## [ASSIGNMENT]
Only one stretch of the data below is wanted: the lines starting at the one with "[(95, 3), (178, 224), (213, 281)]" and ending at the one with "[(136, 100)]", both included, given again exactly.

## [INFORMATION]
• • • • •
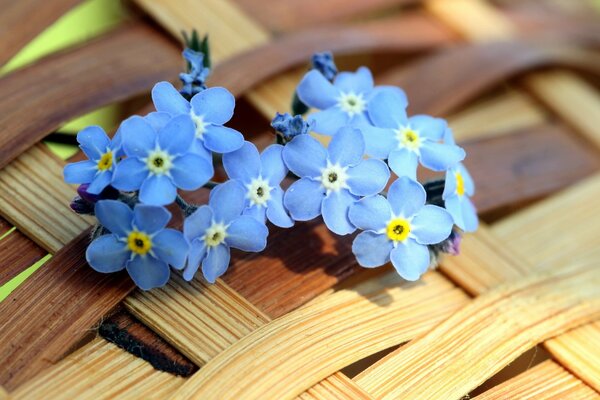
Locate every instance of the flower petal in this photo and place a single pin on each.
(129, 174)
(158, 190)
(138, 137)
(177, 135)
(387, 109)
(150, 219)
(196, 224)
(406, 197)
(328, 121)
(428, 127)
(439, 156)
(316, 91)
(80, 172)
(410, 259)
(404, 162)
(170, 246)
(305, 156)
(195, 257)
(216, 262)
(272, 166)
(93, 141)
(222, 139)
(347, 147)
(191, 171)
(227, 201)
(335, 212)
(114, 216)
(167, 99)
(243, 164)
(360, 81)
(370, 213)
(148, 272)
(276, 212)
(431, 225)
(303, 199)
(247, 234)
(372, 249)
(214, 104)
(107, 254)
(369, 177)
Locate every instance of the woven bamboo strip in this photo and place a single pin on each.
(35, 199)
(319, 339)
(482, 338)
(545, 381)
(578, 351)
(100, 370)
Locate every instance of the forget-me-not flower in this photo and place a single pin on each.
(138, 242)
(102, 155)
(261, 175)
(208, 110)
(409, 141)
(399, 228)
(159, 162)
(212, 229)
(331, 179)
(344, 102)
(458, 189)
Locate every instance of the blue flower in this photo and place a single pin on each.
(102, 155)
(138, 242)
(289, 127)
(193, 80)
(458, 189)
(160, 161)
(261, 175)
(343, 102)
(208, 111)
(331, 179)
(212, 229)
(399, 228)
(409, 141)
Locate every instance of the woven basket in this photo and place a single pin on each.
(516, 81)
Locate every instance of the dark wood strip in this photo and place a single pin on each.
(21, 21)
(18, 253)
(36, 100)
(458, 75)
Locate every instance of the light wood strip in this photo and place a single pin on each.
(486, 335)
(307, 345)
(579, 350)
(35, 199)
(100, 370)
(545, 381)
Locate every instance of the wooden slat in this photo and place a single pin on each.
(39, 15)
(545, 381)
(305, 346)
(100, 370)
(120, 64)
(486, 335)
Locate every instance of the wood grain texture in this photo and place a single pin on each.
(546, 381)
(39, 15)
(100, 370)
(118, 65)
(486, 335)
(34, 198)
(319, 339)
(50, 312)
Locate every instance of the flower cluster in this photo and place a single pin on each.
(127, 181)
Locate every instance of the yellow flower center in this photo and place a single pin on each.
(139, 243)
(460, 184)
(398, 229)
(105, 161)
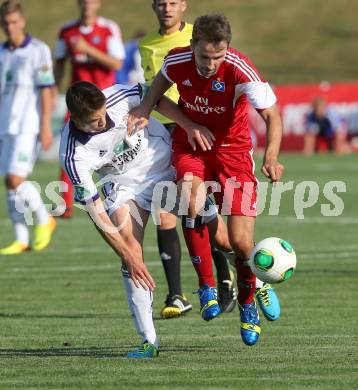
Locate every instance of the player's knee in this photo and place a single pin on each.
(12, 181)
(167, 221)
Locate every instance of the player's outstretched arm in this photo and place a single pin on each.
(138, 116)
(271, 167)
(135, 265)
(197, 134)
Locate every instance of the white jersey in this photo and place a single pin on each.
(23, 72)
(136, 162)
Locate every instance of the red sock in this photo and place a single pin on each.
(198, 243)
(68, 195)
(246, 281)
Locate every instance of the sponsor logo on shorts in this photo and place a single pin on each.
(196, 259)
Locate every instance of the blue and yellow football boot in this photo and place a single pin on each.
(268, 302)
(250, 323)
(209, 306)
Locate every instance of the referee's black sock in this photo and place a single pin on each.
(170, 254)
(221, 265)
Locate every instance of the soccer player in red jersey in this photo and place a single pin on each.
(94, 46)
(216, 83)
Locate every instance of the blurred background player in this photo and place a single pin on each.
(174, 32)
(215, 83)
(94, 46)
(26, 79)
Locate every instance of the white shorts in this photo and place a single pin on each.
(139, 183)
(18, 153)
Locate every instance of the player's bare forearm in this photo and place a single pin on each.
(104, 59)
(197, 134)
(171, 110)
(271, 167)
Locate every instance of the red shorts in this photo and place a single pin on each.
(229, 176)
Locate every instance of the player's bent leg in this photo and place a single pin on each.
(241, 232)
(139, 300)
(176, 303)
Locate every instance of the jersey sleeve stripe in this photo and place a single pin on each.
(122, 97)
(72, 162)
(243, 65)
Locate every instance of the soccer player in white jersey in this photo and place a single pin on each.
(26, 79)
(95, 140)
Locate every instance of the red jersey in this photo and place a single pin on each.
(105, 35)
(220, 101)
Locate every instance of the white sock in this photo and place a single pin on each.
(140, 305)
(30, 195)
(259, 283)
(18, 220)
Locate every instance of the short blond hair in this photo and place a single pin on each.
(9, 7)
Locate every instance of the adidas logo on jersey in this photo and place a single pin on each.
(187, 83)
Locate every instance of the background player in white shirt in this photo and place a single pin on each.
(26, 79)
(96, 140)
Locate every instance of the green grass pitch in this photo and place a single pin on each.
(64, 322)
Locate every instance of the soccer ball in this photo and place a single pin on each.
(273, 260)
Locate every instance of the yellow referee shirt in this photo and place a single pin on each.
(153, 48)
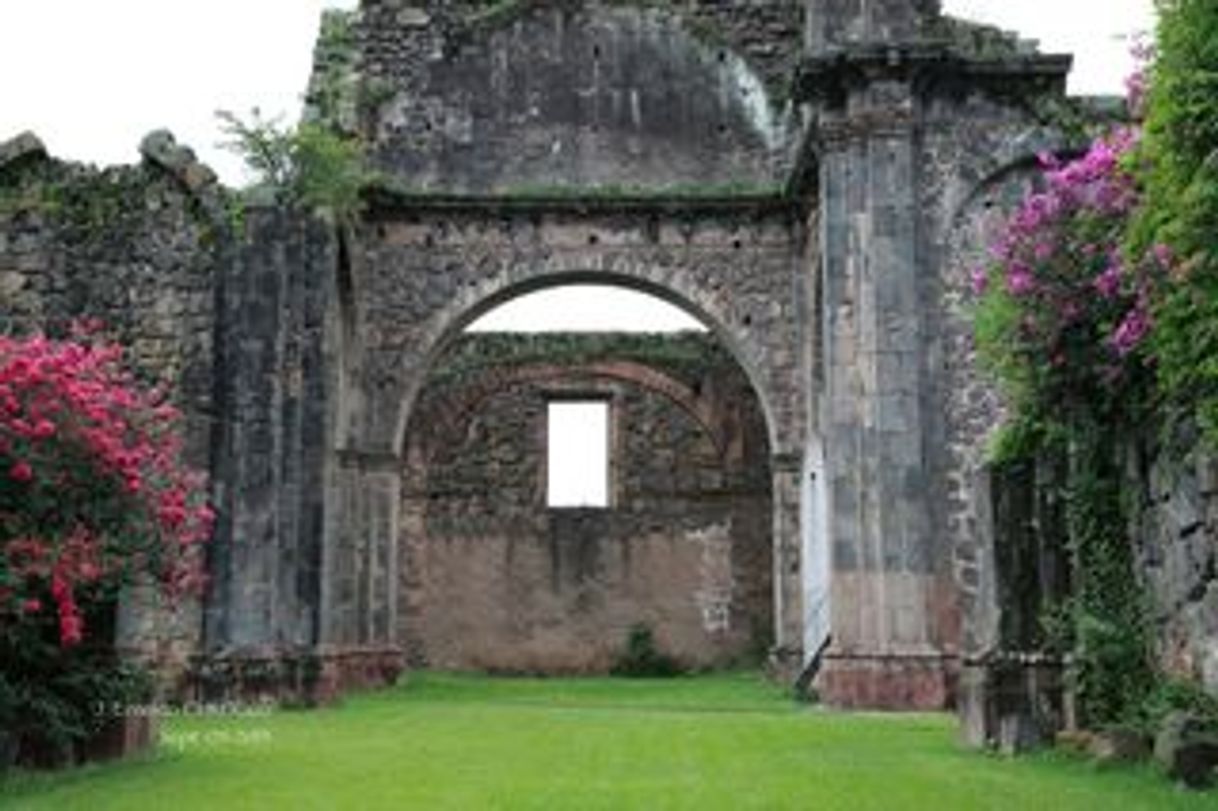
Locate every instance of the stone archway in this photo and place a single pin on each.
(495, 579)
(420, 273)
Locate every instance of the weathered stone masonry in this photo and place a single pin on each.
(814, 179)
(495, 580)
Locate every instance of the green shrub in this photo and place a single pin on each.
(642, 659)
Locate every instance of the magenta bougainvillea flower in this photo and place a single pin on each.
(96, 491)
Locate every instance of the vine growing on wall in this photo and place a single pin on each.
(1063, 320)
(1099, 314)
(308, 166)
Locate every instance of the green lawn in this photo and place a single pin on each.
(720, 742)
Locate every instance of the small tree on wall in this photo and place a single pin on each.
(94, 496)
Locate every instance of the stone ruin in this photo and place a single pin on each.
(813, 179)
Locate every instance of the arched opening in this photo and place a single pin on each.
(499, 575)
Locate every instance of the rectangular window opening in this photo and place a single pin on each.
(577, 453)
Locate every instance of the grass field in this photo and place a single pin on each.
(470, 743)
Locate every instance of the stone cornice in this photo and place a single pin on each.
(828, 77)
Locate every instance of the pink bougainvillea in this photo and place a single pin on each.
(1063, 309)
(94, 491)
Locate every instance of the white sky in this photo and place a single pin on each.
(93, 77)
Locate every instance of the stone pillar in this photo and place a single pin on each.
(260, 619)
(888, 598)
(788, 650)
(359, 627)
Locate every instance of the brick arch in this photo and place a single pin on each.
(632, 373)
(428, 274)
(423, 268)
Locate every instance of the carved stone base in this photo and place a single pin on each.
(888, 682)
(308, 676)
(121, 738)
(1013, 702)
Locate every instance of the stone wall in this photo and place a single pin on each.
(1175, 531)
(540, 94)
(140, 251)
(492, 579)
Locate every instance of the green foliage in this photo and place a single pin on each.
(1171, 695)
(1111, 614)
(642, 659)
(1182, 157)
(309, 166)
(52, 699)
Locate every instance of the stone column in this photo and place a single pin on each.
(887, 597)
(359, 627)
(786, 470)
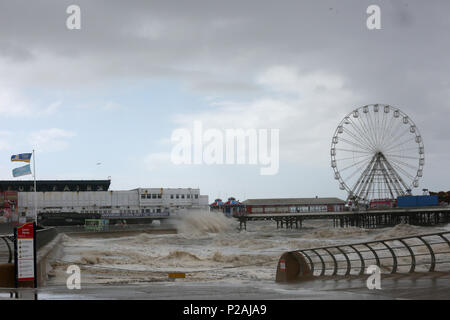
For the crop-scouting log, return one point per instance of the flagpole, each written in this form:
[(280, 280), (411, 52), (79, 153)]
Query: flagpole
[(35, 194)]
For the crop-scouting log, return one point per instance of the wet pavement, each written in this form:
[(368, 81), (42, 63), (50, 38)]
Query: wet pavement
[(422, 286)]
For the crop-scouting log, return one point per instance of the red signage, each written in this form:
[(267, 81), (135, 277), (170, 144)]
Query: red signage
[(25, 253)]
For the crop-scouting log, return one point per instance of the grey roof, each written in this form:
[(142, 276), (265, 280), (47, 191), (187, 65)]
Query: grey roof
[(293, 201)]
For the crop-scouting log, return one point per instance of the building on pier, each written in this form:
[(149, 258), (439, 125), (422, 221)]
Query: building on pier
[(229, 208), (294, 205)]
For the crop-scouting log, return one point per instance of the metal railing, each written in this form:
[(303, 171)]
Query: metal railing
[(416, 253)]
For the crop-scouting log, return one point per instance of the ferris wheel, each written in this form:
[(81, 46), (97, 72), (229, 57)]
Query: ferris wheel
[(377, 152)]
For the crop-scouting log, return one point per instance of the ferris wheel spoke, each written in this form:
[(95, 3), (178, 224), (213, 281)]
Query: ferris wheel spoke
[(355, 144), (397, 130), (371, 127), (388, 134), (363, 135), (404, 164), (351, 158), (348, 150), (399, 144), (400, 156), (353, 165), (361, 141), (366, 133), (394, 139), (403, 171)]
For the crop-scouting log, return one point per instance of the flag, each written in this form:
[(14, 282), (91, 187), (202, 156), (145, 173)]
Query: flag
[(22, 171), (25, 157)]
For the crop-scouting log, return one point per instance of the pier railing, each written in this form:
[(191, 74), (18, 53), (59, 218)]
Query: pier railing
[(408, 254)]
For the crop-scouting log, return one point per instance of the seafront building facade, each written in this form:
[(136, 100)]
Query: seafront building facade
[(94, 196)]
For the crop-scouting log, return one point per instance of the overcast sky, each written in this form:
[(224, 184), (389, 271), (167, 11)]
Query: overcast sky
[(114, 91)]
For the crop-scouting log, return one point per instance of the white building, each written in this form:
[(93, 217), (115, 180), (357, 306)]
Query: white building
• • • • •
## [ANSWER SPACE]
[(95, 3), (178, 224), (213, 281)]
Query: ferris wheel spoke
[(355, 144), (397, 130), (371, 127), (388, 134), (363, 135), (404, 164), (351, 158), (348, 150), (399, 144), (400, 156), (353, 165), (361, 141), (366, 133), (394, 139), (403, 171)]
For the crop-scouting log, return one point per instance of the flag, each written in this form:
[(14, 282), (91, 187), (202, 156), (145, 173)]
Query: flag
[(22, 171), (25, 157)]
For the crop-scouting log, return one point per instance of the pier railing, each written in this form:
[(191, 74), (18, 53), (59, 218)]
Query: pier railing
[(408, 254)]
For the crop-scouting log, return one point per instance of the seafront building facade, each written in this form:
[(136, 100)]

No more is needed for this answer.